■ **EXCERPTED PASSAGE**:
───
The real story was and remains the active participation of members of Voice of the Faithful in the Diocese of Bridgeport (VOTF-Bpt) in promoting restructuring plans at the parish and diocesan level, as well as other VOTF groups in Connecticut and nationally.
Raised Bill 1098 was supported by VOTF-Bpt, with the qualification that the bishop and pastors should have voting rights, albeit on lay-controlled boards.
Both the Hartford affiliate (VOTF-Hfd) and the national VOTF released press statements asserting that they did not support the bill, but those statements came only after the bill was withdrawn in the face of public, political and legal reactions that consigned it to the legislative dust bin.
Moreover, neither organization expressed outright opposition to legislatively mandated lay majority boards, and neither publicly repudiated the unconstitutional and doctrinally offensive bill while it was still pending.
Deeper investigation suggests more was happening than the press releases revealed: something very much about power and control over doctrine, protests to the contrary notwithstanding.
Clues abound. One officer of VOTF-Bpt is also a board member of the Womans Ordination Conference. VOTF-Hfd, while carefully parroting the party line regarding faithfulness to the Church and nonsupport of R.B. 1098, has repeatedly promoted amendments to the state religious corporation law by providing forums for Gallagher to press his case.
The Connecticut VOTF online e-letter Our Voices, a project closely associated with VOTF-Hfd, included an article by Gallagher advocating change in the religious corporations act (March 2007), a favorable report of a VOTF-Bpt officers statement that Gallaghers approach may be fruitful (May 2007), and a prominent announcement of Gallaghers planned keynote address at a VOTF-Hfd meeting along with an article outlining his proposal calling it long overdue (July/August 2007).
───
■ **ENTRIES SHOWN**:
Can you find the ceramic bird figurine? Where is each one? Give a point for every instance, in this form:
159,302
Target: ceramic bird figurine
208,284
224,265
───
Can you pick up the passage on Voice of the Faithful and Connecticut's Raised Bill 1098 and carry it on from its final sentence?

■ **EXERCISE RESPONSE**:
The September/October 2007 issue reported on Gallaghers call for the state attorney general to get involved in financial oversight of Catholic parishes and separately reported at greater length the keynote address he delivered at VOTF-Hfds September 2007 meeting.
In March 2008 it reprinted a letter Gallagher sent to The (Stamford) Advocate crudely suggesting that Catholic pastors are compromised by their ordination promises of obedience and therefore suffer from a conflict of interests in managing the financial affairs of parishes.
VOTFs affinity to Paul Lakeland, a professor at Fairfield University, is also telling. In the face of the justified fury generated by the bills proposed violation of religious liberty, Lakeland joined Gallagher at a March 10, 2009, press conference to request withdrawal of the bill, notwithstanding their support for lay control of parish corporations.
Lakeland, a self-described member of VOTF and member of the oppressed class of laypersons, declared in Liberation of the Laity: In Search of an Accountable Church (Continuum Books, 2007) that the laity must be liberated from the systemic oppression of the hierarchy: First, it will be necessary for the laity to take charge of their own liberation, he wrote. It cannot be the work of bishops or priests, though they can certainly assist. The primary way they can help is by standing aside. Those who have occupied that center stage can stand aside willingly or be pushed aside. That is up to them.
VOTF-Hfd, whose leadership includes a national VOTF board member, invited Lakeland to be its keynote speaker at its March 2008 meeting. He was also a featured speaker at VOTF-Bpts 2008 annual conference. A 2007 issue of Our Voices announced a VOTF-Bpt conference entitled Follow the Money: Financial Accountability in the Catholic Church that featured Lakeland as a speaker.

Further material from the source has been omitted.